··· Provided information ···
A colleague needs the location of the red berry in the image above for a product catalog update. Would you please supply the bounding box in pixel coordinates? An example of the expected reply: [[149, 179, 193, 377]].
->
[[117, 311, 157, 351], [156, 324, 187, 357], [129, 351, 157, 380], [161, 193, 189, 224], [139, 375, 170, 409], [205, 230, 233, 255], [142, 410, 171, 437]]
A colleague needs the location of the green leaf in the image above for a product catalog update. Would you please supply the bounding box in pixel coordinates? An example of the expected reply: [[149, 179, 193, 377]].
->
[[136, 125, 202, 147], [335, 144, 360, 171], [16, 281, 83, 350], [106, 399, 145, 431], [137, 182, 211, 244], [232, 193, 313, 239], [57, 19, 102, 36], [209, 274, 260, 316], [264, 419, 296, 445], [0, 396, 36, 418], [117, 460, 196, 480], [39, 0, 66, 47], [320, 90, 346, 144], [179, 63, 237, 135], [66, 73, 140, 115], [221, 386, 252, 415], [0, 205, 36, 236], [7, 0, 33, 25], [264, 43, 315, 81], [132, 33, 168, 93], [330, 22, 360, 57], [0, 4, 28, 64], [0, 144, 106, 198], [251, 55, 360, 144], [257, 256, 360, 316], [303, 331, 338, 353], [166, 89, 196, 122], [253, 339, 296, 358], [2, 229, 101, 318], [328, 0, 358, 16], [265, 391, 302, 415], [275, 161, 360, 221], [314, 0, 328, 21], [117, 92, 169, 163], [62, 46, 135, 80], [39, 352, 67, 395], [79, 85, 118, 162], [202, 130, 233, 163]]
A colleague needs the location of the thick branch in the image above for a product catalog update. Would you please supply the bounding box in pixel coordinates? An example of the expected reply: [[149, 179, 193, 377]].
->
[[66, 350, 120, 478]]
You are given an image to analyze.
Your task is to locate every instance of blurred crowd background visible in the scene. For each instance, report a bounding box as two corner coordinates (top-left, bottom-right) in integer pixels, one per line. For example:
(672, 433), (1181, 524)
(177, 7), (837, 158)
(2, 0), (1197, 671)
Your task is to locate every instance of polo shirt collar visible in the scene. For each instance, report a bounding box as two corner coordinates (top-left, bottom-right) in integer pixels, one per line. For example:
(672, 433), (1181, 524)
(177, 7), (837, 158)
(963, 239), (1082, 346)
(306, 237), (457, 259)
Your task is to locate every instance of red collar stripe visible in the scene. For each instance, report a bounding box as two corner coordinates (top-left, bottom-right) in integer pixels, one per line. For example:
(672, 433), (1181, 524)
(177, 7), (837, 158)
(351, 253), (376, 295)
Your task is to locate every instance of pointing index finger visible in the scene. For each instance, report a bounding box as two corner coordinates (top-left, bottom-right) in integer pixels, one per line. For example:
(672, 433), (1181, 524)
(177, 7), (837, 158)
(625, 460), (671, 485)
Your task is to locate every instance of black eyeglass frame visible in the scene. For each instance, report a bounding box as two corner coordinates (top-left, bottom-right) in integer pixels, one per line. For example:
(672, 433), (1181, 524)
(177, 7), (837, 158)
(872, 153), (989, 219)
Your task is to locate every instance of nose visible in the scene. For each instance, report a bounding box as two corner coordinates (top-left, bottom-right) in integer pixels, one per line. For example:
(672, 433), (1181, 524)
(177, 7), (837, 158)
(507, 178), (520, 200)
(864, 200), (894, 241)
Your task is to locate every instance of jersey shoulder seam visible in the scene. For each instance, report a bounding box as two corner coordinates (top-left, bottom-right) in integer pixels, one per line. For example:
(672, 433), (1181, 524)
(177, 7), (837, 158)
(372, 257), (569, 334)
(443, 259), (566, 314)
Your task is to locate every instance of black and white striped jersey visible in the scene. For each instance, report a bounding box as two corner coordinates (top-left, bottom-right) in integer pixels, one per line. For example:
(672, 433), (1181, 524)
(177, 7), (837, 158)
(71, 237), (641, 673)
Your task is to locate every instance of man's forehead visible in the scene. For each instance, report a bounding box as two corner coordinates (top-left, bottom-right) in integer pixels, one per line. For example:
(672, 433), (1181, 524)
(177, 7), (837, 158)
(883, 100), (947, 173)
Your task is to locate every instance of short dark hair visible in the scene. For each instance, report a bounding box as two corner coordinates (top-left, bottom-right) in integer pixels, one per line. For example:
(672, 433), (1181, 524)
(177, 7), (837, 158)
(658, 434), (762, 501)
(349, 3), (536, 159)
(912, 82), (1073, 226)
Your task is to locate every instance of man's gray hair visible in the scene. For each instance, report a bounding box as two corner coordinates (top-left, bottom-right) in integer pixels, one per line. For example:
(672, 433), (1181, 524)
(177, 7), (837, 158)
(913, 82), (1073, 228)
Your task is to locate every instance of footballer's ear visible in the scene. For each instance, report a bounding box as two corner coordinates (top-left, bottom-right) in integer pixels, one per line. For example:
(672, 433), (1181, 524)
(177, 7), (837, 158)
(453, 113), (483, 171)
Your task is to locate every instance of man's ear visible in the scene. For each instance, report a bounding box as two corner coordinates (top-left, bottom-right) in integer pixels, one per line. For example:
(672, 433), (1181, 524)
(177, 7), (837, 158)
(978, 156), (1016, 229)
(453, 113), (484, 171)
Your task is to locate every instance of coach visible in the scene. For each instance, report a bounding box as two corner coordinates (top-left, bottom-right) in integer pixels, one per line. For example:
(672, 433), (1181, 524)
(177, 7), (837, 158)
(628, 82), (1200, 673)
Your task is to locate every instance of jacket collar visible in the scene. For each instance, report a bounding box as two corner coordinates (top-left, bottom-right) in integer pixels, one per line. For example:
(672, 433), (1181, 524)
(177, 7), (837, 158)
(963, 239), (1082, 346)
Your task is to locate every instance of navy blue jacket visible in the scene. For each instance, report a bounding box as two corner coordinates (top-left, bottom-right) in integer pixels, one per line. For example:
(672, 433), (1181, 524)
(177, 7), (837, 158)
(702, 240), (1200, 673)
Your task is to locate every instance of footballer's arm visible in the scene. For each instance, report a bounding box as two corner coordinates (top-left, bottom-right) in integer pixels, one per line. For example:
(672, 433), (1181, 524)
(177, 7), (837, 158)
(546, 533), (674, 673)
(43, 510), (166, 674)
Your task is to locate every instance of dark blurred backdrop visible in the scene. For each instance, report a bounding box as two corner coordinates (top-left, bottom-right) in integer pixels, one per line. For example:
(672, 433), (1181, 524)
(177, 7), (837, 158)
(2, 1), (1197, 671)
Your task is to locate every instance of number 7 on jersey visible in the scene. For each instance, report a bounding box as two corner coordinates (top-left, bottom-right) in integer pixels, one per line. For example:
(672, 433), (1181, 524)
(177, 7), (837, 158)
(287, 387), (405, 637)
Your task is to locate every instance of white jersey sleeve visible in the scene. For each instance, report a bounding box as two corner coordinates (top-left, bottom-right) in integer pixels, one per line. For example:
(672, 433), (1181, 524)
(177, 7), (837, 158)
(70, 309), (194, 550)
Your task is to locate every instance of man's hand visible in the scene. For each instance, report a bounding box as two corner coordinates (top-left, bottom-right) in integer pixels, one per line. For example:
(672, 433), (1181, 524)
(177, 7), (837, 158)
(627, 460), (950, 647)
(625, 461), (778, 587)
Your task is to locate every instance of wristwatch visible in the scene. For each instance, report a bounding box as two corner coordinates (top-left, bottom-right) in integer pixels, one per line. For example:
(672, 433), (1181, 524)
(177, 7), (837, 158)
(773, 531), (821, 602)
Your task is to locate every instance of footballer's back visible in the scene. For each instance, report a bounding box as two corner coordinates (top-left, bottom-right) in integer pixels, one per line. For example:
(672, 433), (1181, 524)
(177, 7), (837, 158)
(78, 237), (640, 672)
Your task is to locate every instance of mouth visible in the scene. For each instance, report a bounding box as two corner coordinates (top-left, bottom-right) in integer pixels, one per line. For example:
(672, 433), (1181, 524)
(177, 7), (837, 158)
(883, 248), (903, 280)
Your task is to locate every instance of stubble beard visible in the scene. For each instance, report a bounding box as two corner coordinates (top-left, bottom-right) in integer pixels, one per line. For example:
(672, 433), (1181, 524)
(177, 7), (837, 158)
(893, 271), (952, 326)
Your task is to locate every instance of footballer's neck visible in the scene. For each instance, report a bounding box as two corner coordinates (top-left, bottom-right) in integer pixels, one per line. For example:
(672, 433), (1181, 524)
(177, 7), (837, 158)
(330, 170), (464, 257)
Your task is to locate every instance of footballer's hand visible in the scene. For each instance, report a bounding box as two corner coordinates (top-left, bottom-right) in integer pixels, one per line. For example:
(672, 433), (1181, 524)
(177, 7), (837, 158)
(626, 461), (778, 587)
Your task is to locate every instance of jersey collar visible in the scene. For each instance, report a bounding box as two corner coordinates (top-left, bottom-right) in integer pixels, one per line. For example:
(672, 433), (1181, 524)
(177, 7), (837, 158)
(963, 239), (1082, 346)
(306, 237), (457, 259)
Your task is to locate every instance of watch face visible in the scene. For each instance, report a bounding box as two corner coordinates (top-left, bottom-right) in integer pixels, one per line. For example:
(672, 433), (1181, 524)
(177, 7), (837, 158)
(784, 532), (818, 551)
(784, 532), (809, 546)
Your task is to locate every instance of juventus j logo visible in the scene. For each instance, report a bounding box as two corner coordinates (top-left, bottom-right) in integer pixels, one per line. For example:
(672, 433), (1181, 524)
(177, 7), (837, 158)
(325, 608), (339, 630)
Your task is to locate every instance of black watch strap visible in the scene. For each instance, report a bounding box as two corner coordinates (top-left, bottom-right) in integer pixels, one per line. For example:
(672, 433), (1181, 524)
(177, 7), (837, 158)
···
● Exercise aim: Go back to the start of the listing above. Reproduce each line exactly, ending with the line that contains "Your task is to locate every instance of blurred".

● Reply to the task:
A colleague needs the location of the red berry in the image above for a product catalog update. Would you please supply the bounding box in pixel coordinates? An example of the expected reply: [[149, 179, 193, 377]].
->
[[117, 311, 157, 351], [156, 324, 187, 357], [129, 351, 157, 380], [161, 193, 189, 224], [139, 375, 170, 409], [205, 230, 233, 255], [142, 410, 171, 437]]
A colleague needs the location of the green leaf in the image above for a product catalog update. Would you please supply the bounding box in pixel coordinates? An example of the expected reply: [[149, 179, 193, 377]].
->
[[136, 125, 202, 147], [335, 144, 360, 171], [16, 281, 83, 350], [106, 399, 145, 431], [137, 182, 211, 244], [232, 193, 313, 239], [57, 19, 102, 36], [209, 274, 260, 316], [264, 419, 296, 445], [0, 396, 36, 418], [117, 460, 196, 480], [39, 0, 66, 47], [320, 90, 346, 144], [179, 63, 237, 135], [66, 73, 140, 115], [221, 386, 252, 415], [0, 205, 36, 236], [7, 0, 33, 25], [264, 43, 315, 81], [132, 33, 168, 93], [330, 22, 360, 57], [0, 4, 28, 64], [0, 144, 106, 198], [251, 55, 360, 144], [257, 256, 360, 316], [303, 331, 338, 353], [166, 89, 196, 122], [253, 339, 296, 358], [2, 229, 101, 318], [328, 0, 358, 16], [265, 391, 302, 415], [275, 161, 360, 221], [314, 0, 328, 21], [117, 92, 169, 163], [62, 46, 135, 80], [39, 352, 67, 395], [79, 85, 118, 162], [202, 130, 233, 163]]
A colleague needs the location of the thick branch in the image above for a product catalog update. Would you please supply the bounding box in pixel coordinates? An example of the expected reply: [[149, 179, 193, 377]].
->
[[66, 350, 120, 478]]
You are given an image to analyze.
Your task is to locate every instance of blurred crowd background visible in the scene. For each instance, report a bounding box as two corner coordinates (top-left, bottom-right) in integer pixels, one per line. For example:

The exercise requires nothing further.